Output each line of the material below as a JSON list of strings, one string per line, leaving out any blank lines.

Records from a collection
════════

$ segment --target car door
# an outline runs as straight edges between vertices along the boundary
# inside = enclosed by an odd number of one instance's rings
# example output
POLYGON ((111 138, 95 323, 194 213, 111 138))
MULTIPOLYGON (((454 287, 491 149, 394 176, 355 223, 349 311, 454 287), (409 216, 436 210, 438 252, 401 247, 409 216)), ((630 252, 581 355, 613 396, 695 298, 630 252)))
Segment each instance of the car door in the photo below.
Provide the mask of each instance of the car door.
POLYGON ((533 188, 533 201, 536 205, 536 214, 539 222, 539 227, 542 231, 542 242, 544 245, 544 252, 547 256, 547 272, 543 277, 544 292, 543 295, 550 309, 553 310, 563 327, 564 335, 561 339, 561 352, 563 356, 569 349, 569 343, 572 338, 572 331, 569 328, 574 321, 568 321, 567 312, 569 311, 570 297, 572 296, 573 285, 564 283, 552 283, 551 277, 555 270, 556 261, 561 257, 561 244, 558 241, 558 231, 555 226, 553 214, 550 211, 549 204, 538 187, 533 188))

════════

WRITTEN RESPONSE –
[
  "$ segment --target car door",
  "# an outline runs as straight edges between vertices along the boundary",
  "# inside = enclosed by an odd number of one instance's rings",
  "# example output",
  "POLYGON ((111 138, 95 323, 194 213, 111 138))",
  "MULTIPOLYGON (((454 287, 491 149, 394 176, 355 223, 349 311, 454 287), (409 216, 436 210, 438 252, 401 247, 409 216)), ((630 252, 581 355, 613 396, 695 298, 630 252)))",
  "Segment each instance of the car door in the photo below.",
  "Provide the mask of each instance of the car door.",
  "POLYGON ((533 188, 533 201, 536 205, 536 214, 539 222, 539 227, 542 231, 542 242, 544 245, 544 252, 547 256, 547 272, 543 277, 544 292, 543 295, 550 309, 553 310, 563 327, 564 335, 561 339, 561 352, 563 356, 569 349, 569 343, 572 338, 572 331, 569 328, 574 321, 568 321, 567 312, 569 311, 570 297, 572 296, 573 285, 564 283, 552 283, 551 277, 555 270, 556 261, 561 257, 561 244, 558 241, 558 231, 555 226, 553 214, 550 211, 549 204, 538 187, 533 188))"
]